### [TEXT SEGMENT]

# # # # #

If you think the kind of senseless violence we saw at the capitol on Wednesday (Jan. 6) does not happen here in Vermont, you are wrong. It does happen here. It's just that the victims of this violence have hardly any advocates on their behalf.

Trapping of wild animals is legal in Vermont and licensed by the Fish and Wildlife Department. Trapping is completely different from hunting. While Vermont hunters traditionally hunt by the rules of clean kills and fair chase, trapping does neither. Leg-hold traps are not designed to kill, but forcefully and painfully immobilize their victims for hours or even days until a trapper shows up to dispatch the animal, usually by clubbing it to death. Underwater traps, such as are used for beaver and muskrat, kill animals by drowning them -- which take at least 20 minutes to accomplish. These are practices that are off limits to hunters, butchers, nuisance wildlife control officers, veterinarians, and wildlife rehabilitators.

The only people who can employ such extraordinarily inhumane means of killing animals are trappers. Although historically trapping was used to harvest animals' fur, this is not why modern trappers trap. The market for animal fur is almost non-existent, and trappers get only a few dollars, if that, for their pelts. This is why the head of the Vermont Trappers Association stood up at a meeting in Bolton a few years ago and said, "I don't know why we still trap, honestly." Trappers also do not trap animals for food, because the winter seasons for trapping are designed to harvest animals when their fur is thickest, but their flesh is thinnest.

# # # # #

[Referring expression data]
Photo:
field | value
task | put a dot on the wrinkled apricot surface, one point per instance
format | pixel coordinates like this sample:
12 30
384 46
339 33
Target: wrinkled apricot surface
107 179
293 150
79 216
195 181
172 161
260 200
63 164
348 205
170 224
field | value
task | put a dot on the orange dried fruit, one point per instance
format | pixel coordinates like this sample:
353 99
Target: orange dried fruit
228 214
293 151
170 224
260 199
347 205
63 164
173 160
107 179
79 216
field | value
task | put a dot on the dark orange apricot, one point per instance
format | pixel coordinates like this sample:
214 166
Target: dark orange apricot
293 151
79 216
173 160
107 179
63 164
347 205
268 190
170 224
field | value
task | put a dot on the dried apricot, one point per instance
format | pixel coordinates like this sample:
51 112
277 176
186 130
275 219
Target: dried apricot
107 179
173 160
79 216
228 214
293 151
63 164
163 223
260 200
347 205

# # # # #

### [PROBLEM DETAILS]
Quote the entire text on trapping in Vermont, word for word. The records are distinct material and bear no relation to the text.

### [FINISHED EXERCISE]
If you think the kind of senseless violence we saw at the capitol on Wednesday (Jan. 6) does not happen here in Vermont, you are wrong. It does happen here. It's just that the victims of this violence have hardly any advocates on their behalf.

Trapping of wild animals is legal in Vermont and licensed by the Fish and Wildlife Department. Trapping is completely different from hunting. While Vermont hunters traditionally hunt by the rules of clean kills and fair chase, trapping does neither. Leg-hold traps are not designed to kill, but forcefully and painfully immobilize their victims for hours or even days until a trapper shows up to dispatch the animal, usually by clubbing it to death. Underwater traps, such as are used for beaver and muskrat, kill animals by drowning them -- which take at least 20 minutes to accomplish. These are practices that are off limits to hunters, butchers, nuisance wildlife control officers, veterinarians, and wildlife rehabilitators.

The only people who can employ such extraordinarily inhumane means of killing animals are trappers. Although historically trapping was used to harvest animals' fur, this is not why modern trappers trap. The market for animal fur is almost non-existent, and trappers get only a few dollars, if that, for their pelts. This is why the head of the Vermont Trappers Association stood up at a meeting in Bolton a few years ago and said, "I don't know why we still trap, honestly." Trappers also do not trap animals for food, because the winter seasons for trapping are designed to harvest animals when their fur is thickest, but their flesh is thinnest.